---------- Dataset records ----------
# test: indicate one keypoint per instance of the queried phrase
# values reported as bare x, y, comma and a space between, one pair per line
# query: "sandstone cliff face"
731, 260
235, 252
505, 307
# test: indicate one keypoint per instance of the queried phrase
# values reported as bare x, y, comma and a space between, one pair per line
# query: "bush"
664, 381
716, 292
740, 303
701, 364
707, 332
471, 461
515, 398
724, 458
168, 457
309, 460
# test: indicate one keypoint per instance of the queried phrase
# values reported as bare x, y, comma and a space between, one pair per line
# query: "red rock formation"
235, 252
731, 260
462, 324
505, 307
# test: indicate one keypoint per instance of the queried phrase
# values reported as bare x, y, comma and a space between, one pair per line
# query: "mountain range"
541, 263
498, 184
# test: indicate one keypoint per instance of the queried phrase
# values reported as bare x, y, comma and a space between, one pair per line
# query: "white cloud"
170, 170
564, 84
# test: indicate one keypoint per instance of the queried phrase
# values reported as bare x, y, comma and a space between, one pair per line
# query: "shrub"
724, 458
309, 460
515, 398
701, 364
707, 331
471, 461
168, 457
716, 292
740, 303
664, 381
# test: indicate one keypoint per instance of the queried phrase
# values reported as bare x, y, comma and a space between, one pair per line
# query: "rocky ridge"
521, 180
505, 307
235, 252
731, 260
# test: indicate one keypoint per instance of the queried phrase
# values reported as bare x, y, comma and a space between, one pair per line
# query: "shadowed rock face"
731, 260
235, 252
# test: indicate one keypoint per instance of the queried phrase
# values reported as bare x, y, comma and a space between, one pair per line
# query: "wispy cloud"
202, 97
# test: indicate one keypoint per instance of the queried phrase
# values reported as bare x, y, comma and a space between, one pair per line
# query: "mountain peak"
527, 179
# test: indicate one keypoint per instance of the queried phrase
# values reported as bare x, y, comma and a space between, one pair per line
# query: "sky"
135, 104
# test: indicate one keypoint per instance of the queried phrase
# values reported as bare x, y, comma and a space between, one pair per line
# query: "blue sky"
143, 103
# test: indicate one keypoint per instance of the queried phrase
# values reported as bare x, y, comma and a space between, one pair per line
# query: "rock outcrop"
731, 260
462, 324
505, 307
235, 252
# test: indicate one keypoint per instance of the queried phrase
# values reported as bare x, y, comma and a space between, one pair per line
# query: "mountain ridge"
----------
_About this task:_ The entire listing should be repeated with no line missing and no word altered.

_Your solution:_
# test: indicate one keypoint per instance of the queried phrase
# values reported as bare x, y, comma and a space between, one pair per line
# query: "sandstone cliff face"
731, 260
235, 252
505, 307
# test: indicate one keypoint per instance of the queried phrase
# values reported as bare x, y, comma and a space between, one pair per line
# query: "bush"
664, 381
716, 292
740, 303
701, 364
707, 332
471, 461
515, 398
724, 458
168, 457
309, 460
# test: indicate one keypoint per instance of the queried phrase
# values reported as bare x, y, comma and a space between, one pair per line
# query: "red rock formation"
235, 252
731, 260
462, 324
505, 307
# test: indicate one keypoint per instance of the queried phrase
# values reported as bare x, y, comma and a space between, one pair per line
# query: "mountain range"
541, 263
498, 184
# test: indicate one keypoint per instance of the queried phrase
# values reported as bare x, y, comma and a space between, one pair per line
# query: "white cloud"
170, 170
564, 84
# test: indicate one keypoint per instance of the queried phrase
# values reported as bare x, y, comma and a space between, one pair per line
# query: "shrub"
724, 458
309, 460
515, 398
701, 364
707, 331
471, 461
168, 457
716, 292
740, 303
664, 381
# test: indicate one keypoint per instance of the queried phrase
# values reported as bare x, y, comma and a space between, one pair per line
# query: "rocky ridge"
521, 180
505, 307
235, 252
731, 260
# test: indicate one keypoint per instance of the queried phrase
# values reported as bare x, y, comma and a space between, one pair per line
# query: "shadowed rock face"
731, 260
235, 252
# test: indicate one keypoint per instance of the queried phrase
# values reported as bare x, y, comma and a space between, one pair per line
# query: "wispy cloud"
202, 97
# test: indicate one keypoint per instance of the queried phrase
# values reported as bare x, y, comma and a space between, one pair per line
# query: "mountain peak"
527, 179
# test: indicate one keypoint per instance of the queried phrase
# values reported as bare x, y, comma and a space between, one pair per line
# query: "sky"
135, 104
# test: indicate one keypoint per instance of the queried phrase
# values reported as bare x, y, comma and a space between, one pair per line
# query: "blue sky"
143, 103
# test: indicate one keypoint per instance of the queried phrase
# values reported as bare x, y, comma and a space between, one pair per line
# query: "rock outcrop"
731, 260
462, 324
505, 307
235, 252
# test: indicate one keypoint per instance of the queried phrase
# values reported as bare x, y, comma and a space between, one pair per line
# query: "mountain ridge"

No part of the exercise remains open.